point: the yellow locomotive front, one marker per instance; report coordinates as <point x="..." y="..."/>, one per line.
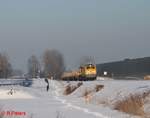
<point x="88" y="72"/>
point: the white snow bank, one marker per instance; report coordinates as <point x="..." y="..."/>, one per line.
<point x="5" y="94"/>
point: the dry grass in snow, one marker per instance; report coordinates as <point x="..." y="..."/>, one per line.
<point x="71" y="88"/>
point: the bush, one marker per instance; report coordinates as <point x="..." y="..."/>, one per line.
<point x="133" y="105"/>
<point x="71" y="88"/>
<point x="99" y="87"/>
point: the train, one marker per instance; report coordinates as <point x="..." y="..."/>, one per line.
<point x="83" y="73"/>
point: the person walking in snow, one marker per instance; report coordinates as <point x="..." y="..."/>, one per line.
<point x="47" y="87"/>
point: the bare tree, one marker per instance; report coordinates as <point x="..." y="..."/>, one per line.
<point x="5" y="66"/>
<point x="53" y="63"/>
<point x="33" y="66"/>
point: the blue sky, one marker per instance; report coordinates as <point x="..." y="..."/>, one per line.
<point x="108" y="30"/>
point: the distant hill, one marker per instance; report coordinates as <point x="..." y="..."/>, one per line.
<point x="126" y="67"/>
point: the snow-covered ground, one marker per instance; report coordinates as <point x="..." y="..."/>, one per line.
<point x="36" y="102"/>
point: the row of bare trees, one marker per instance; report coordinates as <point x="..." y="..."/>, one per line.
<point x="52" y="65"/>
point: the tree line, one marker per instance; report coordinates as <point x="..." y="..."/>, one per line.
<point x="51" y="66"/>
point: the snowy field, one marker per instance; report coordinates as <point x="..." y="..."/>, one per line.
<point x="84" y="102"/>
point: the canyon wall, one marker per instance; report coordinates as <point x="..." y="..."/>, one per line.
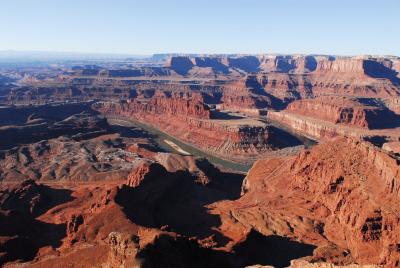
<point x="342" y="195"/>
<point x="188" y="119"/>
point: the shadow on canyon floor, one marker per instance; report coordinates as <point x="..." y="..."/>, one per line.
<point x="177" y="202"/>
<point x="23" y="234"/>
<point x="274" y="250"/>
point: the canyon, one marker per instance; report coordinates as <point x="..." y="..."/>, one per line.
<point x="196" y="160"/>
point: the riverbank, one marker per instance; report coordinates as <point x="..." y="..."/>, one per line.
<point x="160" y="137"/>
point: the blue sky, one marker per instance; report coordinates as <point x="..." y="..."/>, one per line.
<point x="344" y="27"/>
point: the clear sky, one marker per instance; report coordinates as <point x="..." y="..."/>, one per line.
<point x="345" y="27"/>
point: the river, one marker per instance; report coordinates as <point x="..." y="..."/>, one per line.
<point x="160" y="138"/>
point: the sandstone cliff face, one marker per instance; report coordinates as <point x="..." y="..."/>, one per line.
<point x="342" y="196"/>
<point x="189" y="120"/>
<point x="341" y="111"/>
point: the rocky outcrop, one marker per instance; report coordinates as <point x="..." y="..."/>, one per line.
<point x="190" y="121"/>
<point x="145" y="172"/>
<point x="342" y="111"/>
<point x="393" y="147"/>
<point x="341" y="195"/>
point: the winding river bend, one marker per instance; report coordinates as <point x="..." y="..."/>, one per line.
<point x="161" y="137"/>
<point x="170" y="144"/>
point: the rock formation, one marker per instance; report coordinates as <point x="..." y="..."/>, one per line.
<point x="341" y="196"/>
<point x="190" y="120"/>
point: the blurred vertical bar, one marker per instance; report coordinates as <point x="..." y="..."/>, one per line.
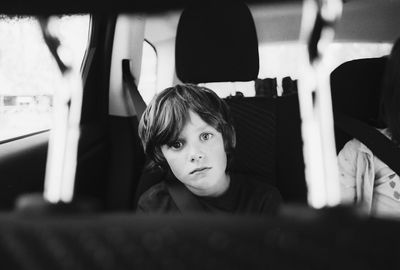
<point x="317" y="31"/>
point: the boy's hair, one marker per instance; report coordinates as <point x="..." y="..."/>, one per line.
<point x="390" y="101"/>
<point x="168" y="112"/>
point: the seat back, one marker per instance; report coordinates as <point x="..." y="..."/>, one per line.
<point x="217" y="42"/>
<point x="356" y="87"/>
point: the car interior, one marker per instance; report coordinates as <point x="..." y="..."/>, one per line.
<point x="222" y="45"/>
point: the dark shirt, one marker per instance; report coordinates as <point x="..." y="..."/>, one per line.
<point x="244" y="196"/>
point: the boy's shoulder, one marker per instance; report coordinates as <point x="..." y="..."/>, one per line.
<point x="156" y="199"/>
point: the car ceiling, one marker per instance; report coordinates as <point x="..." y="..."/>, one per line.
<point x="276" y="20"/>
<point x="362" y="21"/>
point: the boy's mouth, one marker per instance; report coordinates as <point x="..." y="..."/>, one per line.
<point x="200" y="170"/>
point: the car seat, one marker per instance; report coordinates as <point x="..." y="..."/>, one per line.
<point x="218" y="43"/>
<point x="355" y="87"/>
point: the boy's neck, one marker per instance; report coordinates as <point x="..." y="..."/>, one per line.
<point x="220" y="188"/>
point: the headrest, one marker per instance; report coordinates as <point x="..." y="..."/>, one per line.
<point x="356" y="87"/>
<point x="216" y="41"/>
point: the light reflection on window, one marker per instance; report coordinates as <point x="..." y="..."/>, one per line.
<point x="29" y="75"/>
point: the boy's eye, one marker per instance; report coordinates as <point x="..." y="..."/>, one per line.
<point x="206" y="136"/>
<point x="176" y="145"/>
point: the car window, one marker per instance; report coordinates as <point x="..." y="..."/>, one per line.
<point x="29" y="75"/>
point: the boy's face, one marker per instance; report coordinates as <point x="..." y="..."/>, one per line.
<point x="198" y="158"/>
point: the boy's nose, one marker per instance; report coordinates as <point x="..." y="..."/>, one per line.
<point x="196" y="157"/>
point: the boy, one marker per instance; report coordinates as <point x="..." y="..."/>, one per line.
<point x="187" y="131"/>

■ Written exercise
Give the data above again in full and unchanged, skipping the pictures.

■ Output
point: the yellow locomotive front, one marker per instance; report coordinates as <point x="..." y="..."/>, one per line.
<point x="88" y="72"/>
point: the white snow bank, one marker per instance; report coordinates as <point x="..." y="..."/>, one per line.
<point x="5" y="94"/>
point: the dry grass in snow, one marker per instance; report coordinates as <point x="..." y="..."/>, one per line.
<point x="71" y="88"/>
point: the bush, one marker per instance; report coordinates as <point x="..." y="..."/>, one per line.
<point x="133" y="105"/>
<point x="71" y="88"/>
<point x="99" y="87"/>
point: the train, one marker per instance; report coordinates as <point x="..." y="..."/>, one per line.
<point x="83" y="73"/>
point: the person walking in snow, one marker per instance; report coordinates as <point x="..." y="..."/>, one per line.
<point x="47" y="87"/>
point: the bare tree, one marker per instance; report coordinates as <point x="..." y="..."/>, one per line.
<point x="5" y="66"/>
<point x="53" y="63"/>
<point x="33" y="66"/>
point: the blue sky, one marker per instance; report coordinates as <point x="..." y="..."/>, one per line.
<point x="108" y="30"/>
point: the distant hill, one marker per instance; report coordinates as <point x="..." y="..."/>, one per line.
<point x="126" y="67"/>
point: the snow-covered ground, one marker per instance; report coordinates as <point x="..." y="..."/>, one per line.
<point x="36" y="102"/>
point: the row of bare trees, one marker per instance; report coordinates as <point x="..." y="..."/>, one per line.
<point x="52" y="65"/>
point: the tree line, one marker per instance; report coordinates as <point x="..." y="..."/>, one per line.
<point x="51" y="66"/>
point: the snowy field, one marker per instance; report coordinates as <point x="..." y="..."/>, one per line.
<point x="84" y="102"/>
point: the canyon wall, one marker per instance; report coordinates as <point x="..." y="..."/>, one per line.
<point x="342" y="195"/>
<point x="188" y="119"/>
point: the shadow on canyon floor, one marker per instance; report coordinates as <point x="..." y="..."/>, one per line.
<point x="177" y="202"/>
<point x="23" y="234"/>
<point x="274" y="250"/>
point: the canyon, one marker per instance; report coordinates as <point x="..." y="..."/>, one per line.
<point x="196" y="160"/>
point: the riverbank, one marker per instance; report coordinates as <point x="..." y="..."/>, one per line.
<point x="160" y="137"/>
point: the blue sky, one marker per instance; report coordinates as <point x="..." y="..."/>, one per line.
<point x="344" y="27"/>
point: the clear sky, one marker per instance; report coordinates as <point x="..." y="..."/>, one per line.
<point x="345" y="27"/>
point: the river, one marker per instance; report coordinates as <point x="..." y="..."/>, one per line.
<point x="160" y="138"/>
point: the sandstone cliff face, one marker per instance; report coordinates as <point x="..." y="..."/>, one per line.
<point x="342" y="196"/>
<point x="189" y="120"/>
<point x="341" y="111"/>
point: the rocky outcrop, one marker per instance; report coordinates as <point x="..." y="..."/>, one per line.
<point x="190" y="121"/>
<point x="145" y="172"/>
<point x="342" y="111"/>
<point x="393" y="147"/>
<point x="341" y="195"/>
point: the winding river bend, one marker per instance; report coordinates as <point x="..." y="..."/>, one per line.
<point x="161" y="137"/>
<point x="170" y="144"/>
point: the rock formation, one marker per instance; report coordinates as <point x="..." y="..."/>, one per line.
<point x="341" y="196"/>
<point x="190" y="120"/>
point: the blurred vertical bar, one marker per instance; report coordinates as <point x="..." y="..."/>, one per line.
<point x="317" y="31"/>
point: the boy's hair, one marker per instance; report coordinates as <point x="..." y="..."/>, one per line.
<point x="390" y="101"/>
<point x="168" y="112"/>
point: the seat back, one marker per instance; report coordinates as <point x="..." y="..."/>, one per line.
<point x="217" y="42"/>
<point x="356" y="87"/>
point: the car interior, one marker per instance; report coordinates as <point x="..." y="..."/>, one per line.
<point x="222" y="45"/>
point: the dark shirt, one marker per instance; report coordinates as <point x="..." y="..."/>, one per line.
<point x="244" y="196"/>
point: the boy's shoulder, one marker per instance; report coordinates as <point x="..." y="..."/>, one per line.
<point x="156" y="199"/>
point: the car ceiling, one marker per instance; report coordinates as <point x="..." y="..."/>, one per line.
<point x="276" y="20"/>
<point x="362" y="21"/>
point: the boy's mouth, one marker per instance; report coordinates as <point x="..." y="..."/>, one per line.
<point x="200" y="170"/>
point: the car seat, one marker per instance; report coordinates as <point x="..." y="..."/>, one per line.
<point x="218" y="43"/>
<point x="355" y="87"/>
point: the boy's neck, one marker per instance; report coordinates as <point x="..." y="..."/>, one per line.
<point x="220" y="188"/>
point: the headrest, one marker per instance; report coordinates as <point x="..." y="..."/>, one per line.
<point x="356" y="87"/>
<point x="216" y="41"/>
point: the light reflection on window, one marker per instance; report coordinates as <point x="..." y="..."/>, one per line.
<point x="29" y="75"/>
point: the boy's eye, one marker per instance; report coordinates as <point x="..." y="..."/>, one per line.
<point x="206" y="136"/>
<point x="176" y="145"/>
point: the car window, one marker per instance; report coordinates as <point x="..." y="..."/>, one per line.
<point x="29" y="75"/>
point: the boy's face, one marker per instance; report coordinates as <point x="..." y="..."/>, one per line.
<point x="198" y="158"/>
point: the boy's nose, one marker per instance; report coordinates as <point x="..." y="..."/>, one per line.
<point x="196" y="157"/>
point: the boy, one marker per instance; report coordinates as <point x="..." y="..."/>, one per line.
<point x="187" y="131"/>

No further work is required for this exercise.